**WHAT YOU HAVE TO DO:** Can you give the listing below as a JSON list of strings, with one string per line, leaving out blank lines and the pictures?
# START OF RECORDS TO PROCESS
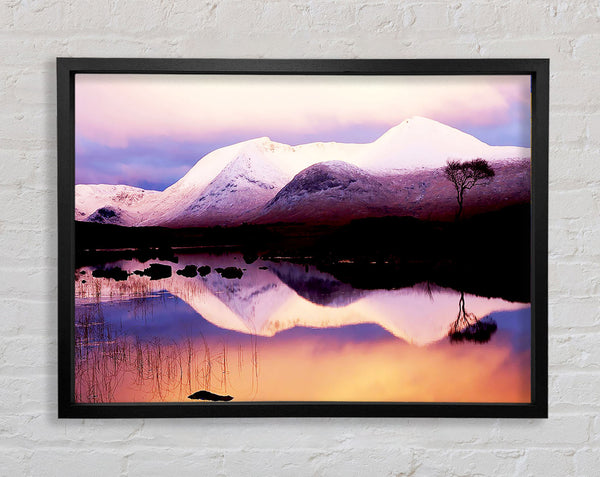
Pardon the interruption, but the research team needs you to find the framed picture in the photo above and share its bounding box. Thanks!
[57,58,548,418]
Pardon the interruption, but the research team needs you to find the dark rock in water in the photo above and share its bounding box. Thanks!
[198,265,210,277]
[96,207,117,219]
[177,265,198,278]
[92,267,129,282]
[133,263,171,280]
[215,267,244,279]
[188,391,233,401]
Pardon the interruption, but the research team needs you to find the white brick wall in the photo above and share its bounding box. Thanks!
[0,0,600,476]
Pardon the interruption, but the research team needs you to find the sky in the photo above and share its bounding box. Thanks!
[75,74,531,190]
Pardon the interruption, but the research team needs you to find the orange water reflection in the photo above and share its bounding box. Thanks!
[76,253,531,405]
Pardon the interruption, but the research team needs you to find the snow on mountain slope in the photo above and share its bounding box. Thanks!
[75,184,160,225]
[256,161,393,223]
[76,117,530,227]
[162,147,288,227]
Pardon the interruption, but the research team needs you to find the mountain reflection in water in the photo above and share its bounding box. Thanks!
[75,254,530,405]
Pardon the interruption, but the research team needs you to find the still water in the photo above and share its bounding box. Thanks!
[75,254,531,405]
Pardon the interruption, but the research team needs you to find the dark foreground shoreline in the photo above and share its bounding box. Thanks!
[75,204,531,302]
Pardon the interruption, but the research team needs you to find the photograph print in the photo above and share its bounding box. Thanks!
[73,73,532,406]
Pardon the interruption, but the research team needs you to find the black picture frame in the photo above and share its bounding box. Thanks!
[56,58,549,418]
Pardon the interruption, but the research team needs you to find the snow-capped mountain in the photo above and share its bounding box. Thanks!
[75,184,160,225]
[75,117,530,227]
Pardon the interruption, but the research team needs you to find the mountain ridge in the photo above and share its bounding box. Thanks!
[75,116,530,228]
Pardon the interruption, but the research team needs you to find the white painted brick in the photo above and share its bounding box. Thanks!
[549,331,600,370]
[410,2,455,31]
[548,298,600,328]
[127,448,224,477]
[548,188,599,219]
[0,447,34,477]
[357,3,403,33]
[30,448,125,477]
[549,371,600,408]
[575,447,600,476]
[516,448,575,476]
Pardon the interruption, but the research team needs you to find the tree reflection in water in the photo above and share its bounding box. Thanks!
[75,299,258,403]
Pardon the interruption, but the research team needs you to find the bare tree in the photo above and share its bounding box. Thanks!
[448,291,498,343]
[444,159,496,221]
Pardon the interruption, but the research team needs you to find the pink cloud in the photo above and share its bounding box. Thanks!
[76,74,530,147]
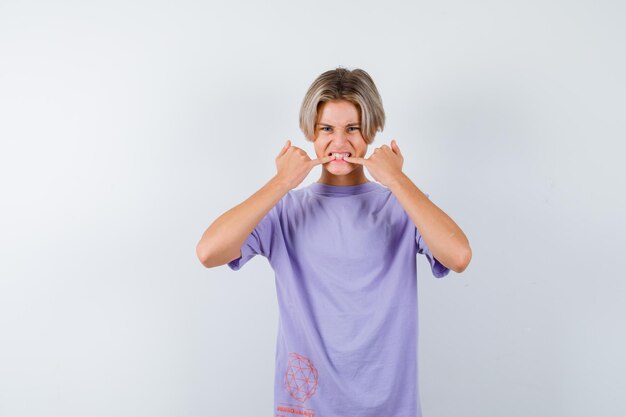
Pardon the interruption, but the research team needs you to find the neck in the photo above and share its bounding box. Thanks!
[317,166,370,187]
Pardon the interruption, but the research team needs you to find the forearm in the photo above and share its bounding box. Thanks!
[389,173,472,272]
[196,176,289,267]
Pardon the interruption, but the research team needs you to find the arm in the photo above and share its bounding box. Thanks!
[389,173,472,273]
[344,140,472,273]
[196,140,332,268]
[196,176,289,268]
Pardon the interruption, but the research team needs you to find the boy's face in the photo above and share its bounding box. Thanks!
[313,100,367,176]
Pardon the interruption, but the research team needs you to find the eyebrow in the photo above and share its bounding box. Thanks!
[315,123,361,127]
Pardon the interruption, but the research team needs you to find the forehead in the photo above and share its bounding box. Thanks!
[317,100,360,125]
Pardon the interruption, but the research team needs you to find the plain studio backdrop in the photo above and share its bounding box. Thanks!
[0,0,626,417]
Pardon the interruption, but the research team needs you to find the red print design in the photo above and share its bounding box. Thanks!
[285,353,317,403]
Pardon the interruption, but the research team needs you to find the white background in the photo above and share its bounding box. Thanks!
[0,0,626,417]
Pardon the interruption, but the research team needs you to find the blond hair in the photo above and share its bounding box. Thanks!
[300,67,385,144]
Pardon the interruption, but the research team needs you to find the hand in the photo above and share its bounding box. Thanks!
[276,140,333,190]
[343,139,404,187]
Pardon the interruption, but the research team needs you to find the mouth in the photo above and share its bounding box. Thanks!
[328,152,352,162]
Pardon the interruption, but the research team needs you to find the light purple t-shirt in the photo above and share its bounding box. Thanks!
[228,182,450,417]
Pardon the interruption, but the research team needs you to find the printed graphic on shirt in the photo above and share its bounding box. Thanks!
[275,403,315,417]
[285,352,318,403]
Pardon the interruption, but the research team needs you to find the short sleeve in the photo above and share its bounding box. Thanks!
[227,200,282,271]
[415,193,450,278]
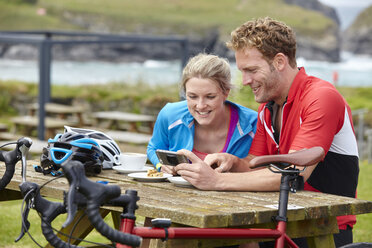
# END OF RECORDS TO PROCESS
**EXPECTED ANSWER:**
[
  "Pardon the interruption, but the research team needs you to find the framed picture in the photo above and share its bounding box. Thanks!",
  "[57,58,548,418]",
  "Pardon the interruption, but the research team needs you to find the dark rock in water in the photo above and share its bounding box. Thanks!",
  "[198,265,210,277]",
  "[96,207,117,219]",
  "[177,265,198,278]",
  "[92,267,129,282]",
  "[133,263,171,280]",
  "[215,267,244,279]",
  "[188,391,233,401]",
  "Pardon the interruption, but the research team needs you to find the white brick wall in the photo above and share its bounding box. Thanks!",
  "[0,0,600,476]",
  "Pardon the interruption, but the research team needs you to find the sky in the photo above and share its bounding box. Thanks!",
  "[75,74,531,190]",
  "Pardon the interruption, but the research team needs you to find the orange water reflection in the photo above and share its bounding box. Thanks!",
  "[76,253,531,405]",
  "Pardon the interruption, but the research team needs you to find the snow on mountain slope in the photo above and share its bounding box. Thanks!",
  "[75,184,160,225]",
  "[256,161,393,223]",
  "[76,117,530,227]",
  "[162,147,288,227]",
  "Pardon the interruption, but the research team needs you to find the mountain reflection in water in the photo above and share its bounding box. Thanks!",
  "[75,254,530,405]",
  "Pardon the interruption, but the research team needs you to find the still water in the photo above and share its bounding box. Thanks!",
  "[75,254,531,405]",
  "Pardon the interruption, but the research team needs you to find the dark foreground shoreline in the photo above and share its bounding box. Thanks!",
  "[75,204,531,302]",
  "Pardon the interruption, but the research team needs you to find the photograph print in the photo above and share its bounding box. Thanks!",
  "[73,73,532,406]",
  "Pardon the interruption, but the research team needs you to find the black picture frame in the photo above and share its bounding box. Thanks!",
  "[56,58,549,418]",
  "Pardon the interruption, but the research team needs you to find the snow-capped mountain in the photo above and share its bounding box. Thanks!",
  "[75,184,160,225]",
  "[75,117,530,227]",
  "Pardon the interruption, but the research team needs you to find the mountain ridge in the photo above and share its bounding box. Thanks!",
  "[75,116,530,228]",
  "Pardon the interruption, but the research team needs you to find the white painted brick in the photo above and share its bounding box. Thanks!",
  "[549,331,600,370]",
  "[410,2,455,31]",
  "[548,298,600,328]",
  "[127,448,224,477]",
  "[548,188,599,219]",
  "[0,447,34,477]",
  "[357,3,403,33]",
  "[30,448,125,477]",
  "[549,371,600,408]",
  "[575,447,600,476]",
  "[516,448,575,476]",
  "Pardon the interruption, but the research team needs you to find the tree reflection in water in the photo above and share its bounding box. Thanks!",
  "[75,299,258,403]",
  "Pardon the interruption, but the research team needs you to find the bare tree in the photo above and share its bounding box. Thanks!",
  "[448,291,498,343]",
  "[444,159,496,221]",
  "Pardon the interruption, but the research team needs you to find the pink cloud in the photo above and share its bounding box. Thanks!",
  "[76,74,530,147]",
  "Pardon the interruption, but the research team needs you to find the neck in the photo above and share its bounding box. Thanks!",
  "[317,166,370,187]",
  "Pardon the interruption, but the research team needs you to find the forearm in the photo above and share its bounding box. Thanks!",
  "[389,173,472,272]",
  "[196,176,289,267]",
  "Pardon the interruption, but the research team needs you to find the arm in the photo above and share its bounding box. Thanks!",
  "[389,173,472,273]",
  "[344,140,472,273]",
  "[196,140,332,268]",
  "[196,176,289,268]",
  "Pardon the interruption, but the research team needs you to find the boy's face in the photo above and share its bounding box. Thanks!",
  "[313,100,367,176]",
  "Pardon the interruption, but the research team needs you to find the eyebrow in the photo above and share its bounding box. Thanks!",
  "[315,123,361,127]",
  "Pardon the interruption, but the research team needs you to find the forehead in the photo above and share its bounding box. Thanks!",
  "[317,100,360,125]",
  "Pardon the interruption, but the research team needs you to find the plain studio backdrop in the photo above and share its bounding box. Thanks!",
  "[0,0,626,417]",
  "Pardon the interruption, but the research team needs you to find the red print design in the photo above and share its bounding box. Thanks!",
  "[285,353,317,403]",
  "Pardon the interruption, but the research team needs you to find the white background in the photo above and share its bounding box. Thanks!",
  "[0,0,626,417]",
  "Pardon the interruption, but the research team needs you to find the blond hair in the photo above and share its bounding box. Thanks!",
  "[300,67,385,144]",
  "Pardon the interruption, but the research team needs you to find the hand in the photo above and share its bounding box. Thanks!",
  "[276,140,333,190]",
  "[343,139,404,187]",
  "Pardon the interruption, but the research team needs you to find the mouth in the photo above and share its bounding box. Thanks!",
  "[328,152,352,162]",
  "Pardon the interruption, but the research team needs you to find the light purple t-shirt in the photo above and share its bounding box. Thanks!",
  "[228,182,450,417]",
  "Pardon the interruption, but the research team needs you to find the printed graphic on shirt in the photo above and share its bounding box. Thanks!",
  "[275,403,315,417]",
  "[285,352,318,403]",
  "Pardon the interruption, but the research team needs you to find the short sleeve in the photo above and share its bounding box. Thanks!",
  "[227,200,282,271]",
  "[415,193,450,278]"
]